## PAGE EXCERPT
/---

# Do you use exercise/quarter sheets? Why? Reccomended?



## Piaffe (Jan 11, 2010)

It has been rainnnny and even snowing here already. It isnt So so so cold,but still in the lower 30's during the day. I have considered getting a quarter/exercise sheet. I have not used one before and am frreeezing which isnt fun. My horses are not clipped,but are blanketed in med. To heavy wt. Blankets and dont grow long winter coats. Would you reccomend using one? Are they a hassle or really helpful? Any particular brands/types to look for or stay away from? Any and all responses much appreciated


----------



## Carleen (Jun 19, 2009)

I haven't used one yet this year, but I usually do use them just while I'm warming my horse up during the colder days. I am (hopefully) getting this one for Christmas: Shedrow 600D Keyhole Quarter Sheet-On Sale until Jan 31 2011 [BLS2013] I've never had one that covered the rider before but I like the idea!


----------



## Piaffe (Jan 11, 2010)

That one looks nice! So you use them only during warm up? I had been thinking they were used for the full ride (just flatwork of course...lol)...hmm...see i have never used one or even actually seen someone use one. Do you think 30's is cold enough for one or will it just make the horse too hot? Thanks!


----------



## Gidget (Jan 19, 2010)

i wondered what those were for!
I mean..exercise,yeah but I didn't really know what the purpose was for.

\---

## EXERCISE TASK
Reproduce the stretch of the forum thread on exercise and quarter sheets from "# Do you use" through "(Jun 19, 2009)", word for word. The items have no role in this work.

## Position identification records
/---

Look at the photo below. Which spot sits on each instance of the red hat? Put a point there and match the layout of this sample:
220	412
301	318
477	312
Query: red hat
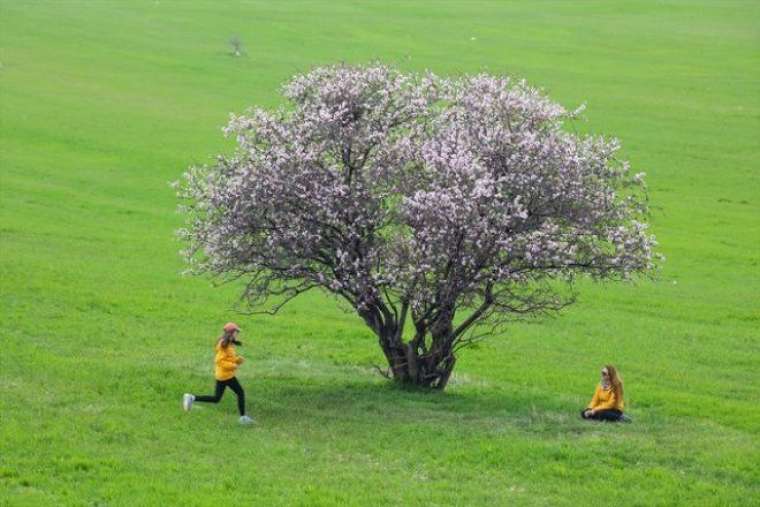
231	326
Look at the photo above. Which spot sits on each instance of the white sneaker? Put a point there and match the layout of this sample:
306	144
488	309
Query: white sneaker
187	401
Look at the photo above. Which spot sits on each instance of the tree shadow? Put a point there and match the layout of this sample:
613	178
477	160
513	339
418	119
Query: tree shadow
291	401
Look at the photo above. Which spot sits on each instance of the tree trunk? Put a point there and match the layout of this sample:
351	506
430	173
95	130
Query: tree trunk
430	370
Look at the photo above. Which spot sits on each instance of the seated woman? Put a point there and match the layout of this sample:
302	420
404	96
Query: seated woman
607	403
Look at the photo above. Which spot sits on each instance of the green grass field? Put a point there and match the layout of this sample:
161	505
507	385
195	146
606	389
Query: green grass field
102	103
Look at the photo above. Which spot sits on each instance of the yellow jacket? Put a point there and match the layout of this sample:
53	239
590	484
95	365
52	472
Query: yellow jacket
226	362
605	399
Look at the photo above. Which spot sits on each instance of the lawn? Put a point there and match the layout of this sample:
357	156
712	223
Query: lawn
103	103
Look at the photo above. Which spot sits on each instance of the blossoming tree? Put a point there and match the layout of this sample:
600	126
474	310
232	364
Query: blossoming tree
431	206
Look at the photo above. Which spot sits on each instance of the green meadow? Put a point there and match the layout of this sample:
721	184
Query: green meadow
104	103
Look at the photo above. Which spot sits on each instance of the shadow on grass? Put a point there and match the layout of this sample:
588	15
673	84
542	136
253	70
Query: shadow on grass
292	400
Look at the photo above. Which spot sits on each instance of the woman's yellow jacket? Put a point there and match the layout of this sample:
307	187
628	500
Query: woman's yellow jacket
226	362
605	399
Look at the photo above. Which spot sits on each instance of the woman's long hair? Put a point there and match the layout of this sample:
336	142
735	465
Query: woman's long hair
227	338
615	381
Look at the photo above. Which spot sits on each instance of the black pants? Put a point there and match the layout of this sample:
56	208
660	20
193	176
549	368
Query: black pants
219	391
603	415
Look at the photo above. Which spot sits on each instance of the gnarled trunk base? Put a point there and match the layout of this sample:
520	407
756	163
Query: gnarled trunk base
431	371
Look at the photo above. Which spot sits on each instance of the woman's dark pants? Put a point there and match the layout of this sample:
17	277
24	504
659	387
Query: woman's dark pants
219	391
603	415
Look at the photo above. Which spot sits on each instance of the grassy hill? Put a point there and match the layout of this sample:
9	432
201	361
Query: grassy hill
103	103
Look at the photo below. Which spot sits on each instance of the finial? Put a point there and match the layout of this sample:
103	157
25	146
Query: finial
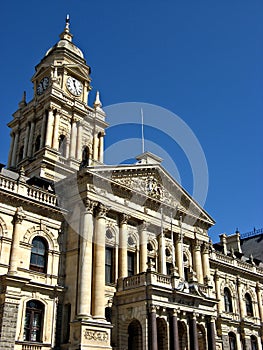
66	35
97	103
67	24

\---

## TASK OUTPUT
# Do you use exercise/quarter sheets? Why? Reccomended?



## Piaffe (Jan 11, 2010)

It has been rainnnny and even snowing here already. It isnt So so so cold,but still in the lower 30's during the day. I have considered getting a quarter/exercise sheet. I have not used one before and am frreeezing which isnt fun. My horses are not clipped,but are blanketed in med. To heavy wt. Blankets and dont grow long winter coats. Would you reccomend using one? Are they a hassle or really helpful? Any particular brands/types to look for or stay away from? Any and all responses much appreciated


----------



## Carleen (Jun 19, 2009)